Transcript written at PatrickLCheatham.Substack.com, in the publication titled: Renewing & Freshening via Flaw & 'Decayotic'
Music Wording and Production
This podcast series pursues potential new production models and wording terms, in music 'Tonality theory', and in musician and listener 'Impact theory’.
More Enjoyable Playback, for when not Producing Music
Producing digital music files via audio workstation on desktop or laptop workstation personal computer, performs well dependent on having a reasonable audio interface peripheral component attached via USB 2.0 connection to the desktop or laptop workstation. USB 3.0+ connection ports can be used amply, as long as 2.0+ is supported, as the data is audio-only, and USB 2.0+ performs well at this.
I’ve personally used several audio interfaces over the years, from brands such as M-AUDIO, Focusrite, PreSonus, and Arturia.
New for me, recently, is usage of Arturia’s Audiofuse audio interface in place of my former Minifuse 4 audio interface, also by Arturia. The former Minifuse 4 performed very well at rendering audio to the mixing boards in my audio workstation software, and it rendered very good quality mixdowns and exports to .wav or .mp3 files. I purchased the Audiofuse for its smaller size and portability, its better layout of headphones jacks and inputs, and to upgrade from the Minifuse 4 in terms of rear panel jack designs, and front panel details more nicely laid out.
In a very nice surprise for me with the new Arturia Audiofuse interface, I discovered what could be a new attention possibly by Arturia hardware designers on playback quality via preamplification qualities enhanced, differing from render, latency, and mixdown export qualities. The Minifuse 4 produced excellent .wav and .mp3 files, but with the Minifuse 4, as with also for years the audio interfaces I used by brands Focusrite, M-AUDIO, and PreSonus, playback quality was seemingly secondary in design to delivering to music producers excellent and maximum rendering qualities for file export. I had not realized this formerly, and upon installing the Audiofuse interface, my M-AUDIO Graphite 5-inch studio monitor speakers began to sound of richer, warmer, and less cold overly-crisp qualities, which I now enjoy much more during playback of mine and other musicians music, than was previously possible with former audio interfaces.
I had not realized that with the audio interfaces I had previously used, I was losing playback preamp performance to attain great rendering of mixdowns. Now, with the Audiofuse by Arturia, I truly enjoy playback and listening on par with decades past high-end stereo rack systems I once formerly had placed in living room spaces. This I dispensed with more than 10 years ago, with all my music listening and playback being performed via computer workstation and in car while driving.

• SET PROBLEM 1:
Answer these questions about the transcript:
(a) What type of USB connection does the transcript say the audio interface is attached through?
(b) Which Arturia audio interface did the Audiofuse replace?
(c) How long ago were the high-end stereo rack systems dispensed with?
• SET PROBLEM 2:
Copy the transcript word for word from "I’ve personally used" to "nicely laid out.".

• RECORDS SUPPLIED:
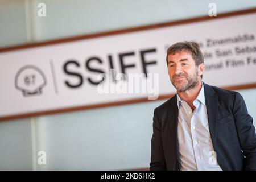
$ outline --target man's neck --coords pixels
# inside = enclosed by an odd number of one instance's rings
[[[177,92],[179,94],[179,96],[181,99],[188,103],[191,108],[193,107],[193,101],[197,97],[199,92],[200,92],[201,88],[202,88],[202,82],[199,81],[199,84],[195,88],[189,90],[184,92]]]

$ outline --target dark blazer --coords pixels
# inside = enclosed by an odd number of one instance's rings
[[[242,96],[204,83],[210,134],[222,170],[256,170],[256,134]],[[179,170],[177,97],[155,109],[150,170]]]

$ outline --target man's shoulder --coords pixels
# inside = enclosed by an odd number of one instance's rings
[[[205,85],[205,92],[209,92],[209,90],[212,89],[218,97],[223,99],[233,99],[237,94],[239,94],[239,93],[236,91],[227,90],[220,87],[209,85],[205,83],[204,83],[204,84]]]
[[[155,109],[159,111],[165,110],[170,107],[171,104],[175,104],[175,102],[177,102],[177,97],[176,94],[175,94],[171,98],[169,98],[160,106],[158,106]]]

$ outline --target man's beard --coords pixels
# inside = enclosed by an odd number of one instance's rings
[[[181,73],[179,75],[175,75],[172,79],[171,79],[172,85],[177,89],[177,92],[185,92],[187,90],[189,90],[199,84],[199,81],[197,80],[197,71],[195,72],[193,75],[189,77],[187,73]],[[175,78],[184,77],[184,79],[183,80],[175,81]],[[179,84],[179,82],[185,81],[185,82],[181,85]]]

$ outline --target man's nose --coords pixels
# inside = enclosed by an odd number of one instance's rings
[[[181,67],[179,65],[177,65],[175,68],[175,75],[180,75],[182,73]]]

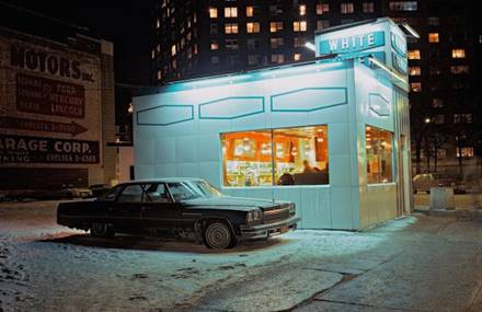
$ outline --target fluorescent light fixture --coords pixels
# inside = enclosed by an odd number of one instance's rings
* * *
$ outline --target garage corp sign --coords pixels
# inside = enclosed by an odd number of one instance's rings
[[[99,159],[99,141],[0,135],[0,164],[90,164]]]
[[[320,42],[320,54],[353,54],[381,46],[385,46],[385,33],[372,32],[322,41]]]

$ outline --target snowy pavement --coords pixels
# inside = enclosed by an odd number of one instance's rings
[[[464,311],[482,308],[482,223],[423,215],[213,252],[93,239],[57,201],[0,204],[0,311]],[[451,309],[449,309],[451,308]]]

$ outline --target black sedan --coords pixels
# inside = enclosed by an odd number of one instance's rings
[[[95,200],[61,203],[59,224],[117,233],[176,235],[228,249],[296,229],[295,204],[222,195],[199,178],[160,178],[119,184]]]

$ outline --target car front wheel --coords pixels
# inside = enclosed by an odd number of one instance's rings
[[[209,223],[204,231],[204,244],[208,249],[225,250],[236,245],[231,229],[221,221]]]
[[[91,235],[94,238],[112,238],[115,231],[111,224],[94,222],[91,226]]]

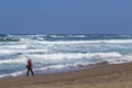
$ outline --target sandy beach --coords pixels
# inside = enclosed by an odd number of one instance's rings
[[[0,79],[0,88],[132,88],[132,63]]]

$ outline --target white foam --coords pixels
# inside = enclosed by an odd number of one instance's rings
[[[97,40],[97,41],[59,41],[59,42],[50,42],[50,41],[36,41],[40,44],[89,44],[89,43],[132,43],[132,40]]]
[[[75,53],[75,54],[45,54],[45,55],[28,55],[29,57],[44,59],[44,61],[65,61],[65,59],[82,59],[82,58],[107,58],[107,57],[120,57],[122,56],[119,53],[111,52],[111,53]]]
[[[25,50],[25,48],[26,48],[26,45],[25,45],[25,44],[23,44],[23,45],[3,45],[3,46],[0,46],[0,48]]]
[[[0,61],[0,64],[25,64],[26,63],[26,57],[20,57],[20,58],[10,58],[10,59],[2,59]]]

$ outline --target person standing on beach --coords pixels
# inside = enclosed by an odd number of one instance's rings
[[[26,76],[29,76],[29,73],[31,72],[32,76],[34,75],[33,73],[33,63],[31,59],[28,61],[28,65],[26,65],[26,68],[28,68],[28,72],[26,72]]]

• SOLUTION 1:
(a) A USB 2.0 connection.
(b) The Minifuse 4.
(c) More than 10 years ago.

• SOLUTION 2:
I’ve personally used several audio interfaces over the years, from brands such as M-AUDIO, Focusrite, PreSonus, and Arturia.
New for me, recently, is usage of Arturia’s Audiofuse audio interface in place of my former Minifuse 4 audio interface, also by Arturia. The former Minifuse 4 performed very well at rendering audio to the mixing boards in my audio workstation software, and it rendered very good quality mixdowns and exports to .wav or .mp3 files. I purchased the Audiofuse for its smaller size and portability, its better layout of headphones jacks and inputs, and to upgrade from the Minifuse 4 in terms of rear panel jack designs, and front panel details more nicely laid out.